_SHORT EXERCISE:_ Count the lines of the entries below that contain the string "patch", treating case as significant, and reply with only that number.
━━ INFORMATION GIVEN ━━
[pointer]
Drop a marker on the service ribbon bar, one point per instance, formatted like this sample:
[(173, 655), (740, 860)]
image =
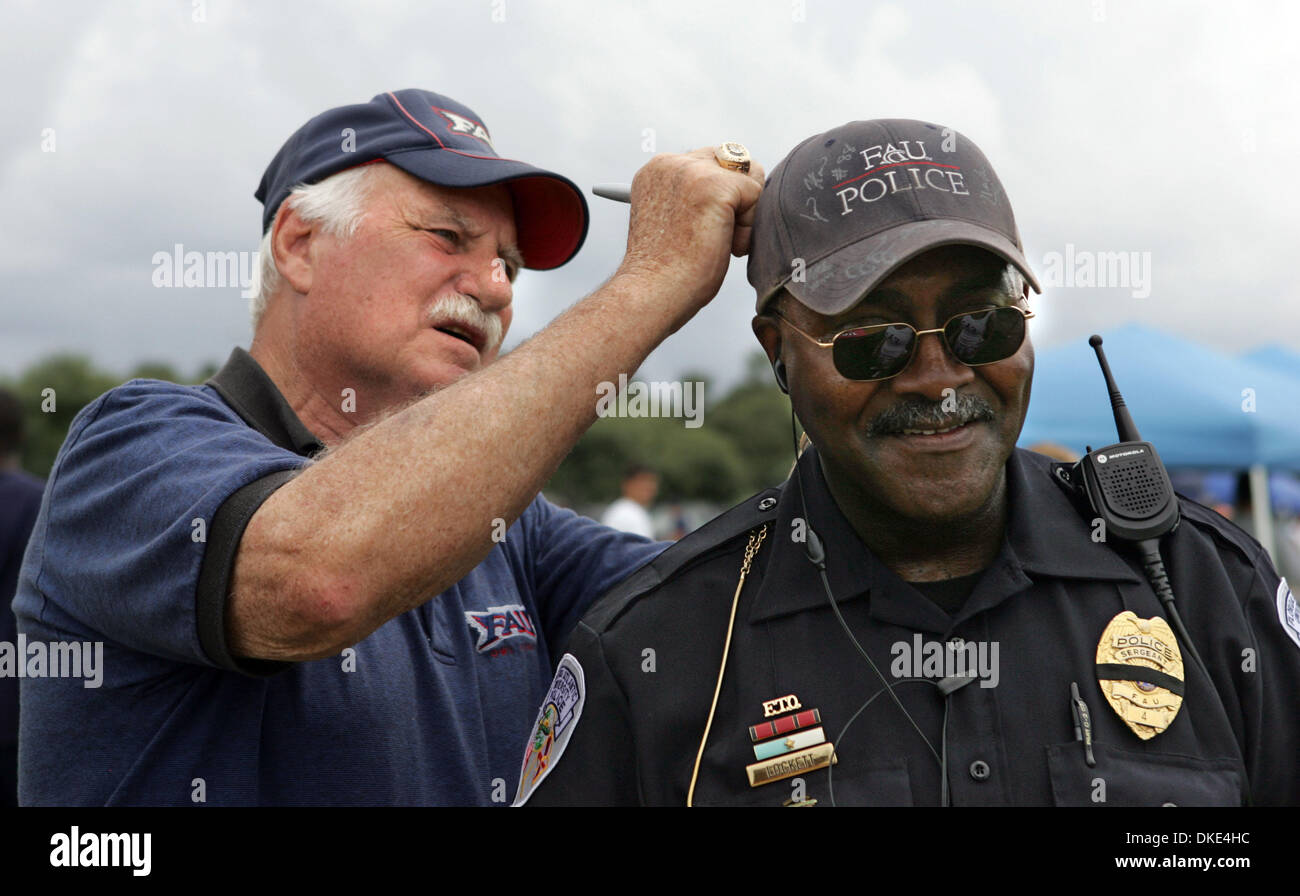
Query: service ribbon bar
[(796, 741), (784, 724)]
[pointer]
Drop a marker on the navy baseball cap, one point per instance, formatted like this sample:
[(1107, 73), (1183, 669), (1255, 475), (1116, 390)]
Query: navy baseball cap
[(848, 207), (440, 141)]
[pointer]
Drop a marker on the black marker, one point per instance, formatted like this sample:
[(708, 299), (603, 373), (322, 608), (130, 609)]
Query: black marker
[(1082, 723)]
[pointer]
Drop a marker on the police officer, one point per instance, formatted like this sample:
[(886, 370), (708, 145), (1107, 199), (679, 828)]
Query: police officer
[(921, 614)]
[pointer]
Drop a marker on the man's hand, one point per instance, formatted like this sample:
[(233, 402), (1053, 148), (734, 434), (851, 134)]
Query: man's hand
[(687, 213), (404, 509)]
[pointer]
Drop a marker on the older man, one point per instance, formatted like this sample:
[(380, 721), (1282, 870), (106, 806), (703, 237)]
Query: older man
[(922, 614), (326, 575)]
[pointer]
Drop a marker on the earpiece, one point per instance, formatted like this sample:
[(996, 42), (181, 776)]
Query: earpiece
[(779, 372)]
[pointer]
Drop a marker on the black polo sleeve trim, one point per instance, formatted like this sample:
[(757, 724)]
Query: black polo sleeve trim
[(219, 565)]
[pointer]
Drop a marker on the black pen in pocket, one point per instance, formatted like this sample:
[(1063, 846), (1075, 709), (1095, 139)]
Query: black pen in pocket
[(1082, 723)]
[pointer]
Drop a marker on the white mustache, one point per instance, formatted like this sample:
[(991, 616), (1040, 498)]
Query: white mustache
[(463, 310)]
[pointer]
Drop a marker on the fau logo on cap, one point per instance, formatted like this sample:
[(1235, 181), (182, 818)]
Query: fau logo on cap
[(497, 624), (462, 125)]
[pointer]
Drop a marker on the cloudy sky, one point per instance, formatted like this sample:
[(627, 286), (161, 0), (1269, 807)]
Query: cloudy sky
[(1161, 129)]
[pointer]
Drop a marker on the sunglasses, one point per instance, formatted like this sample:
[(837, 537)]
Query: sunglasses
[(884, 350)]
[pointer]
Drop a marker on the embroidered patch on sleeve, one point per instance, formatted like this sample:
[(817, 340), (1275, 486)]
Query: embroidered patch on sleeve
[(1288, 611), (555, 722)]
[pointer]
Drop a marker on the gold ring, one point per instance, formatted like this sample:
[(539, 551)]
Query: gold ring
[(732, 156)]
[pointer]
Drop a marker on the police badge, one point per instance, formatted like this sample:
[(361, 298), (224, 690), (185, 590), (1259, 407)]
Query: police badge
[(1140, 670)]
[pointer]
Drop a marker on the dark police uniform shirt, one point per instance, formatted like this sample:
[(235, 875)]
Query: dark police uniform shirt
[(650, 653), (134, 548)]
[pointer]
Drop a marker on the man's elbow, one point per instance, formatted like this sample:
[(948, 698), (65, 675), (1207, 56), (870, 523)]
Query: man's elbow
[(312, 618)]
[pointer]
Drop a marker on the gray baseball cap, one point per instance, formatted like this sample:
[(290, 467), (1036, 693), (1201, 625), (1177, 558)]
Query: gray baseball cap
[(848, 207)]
━━━
_CORRECT ANSWER:_ 2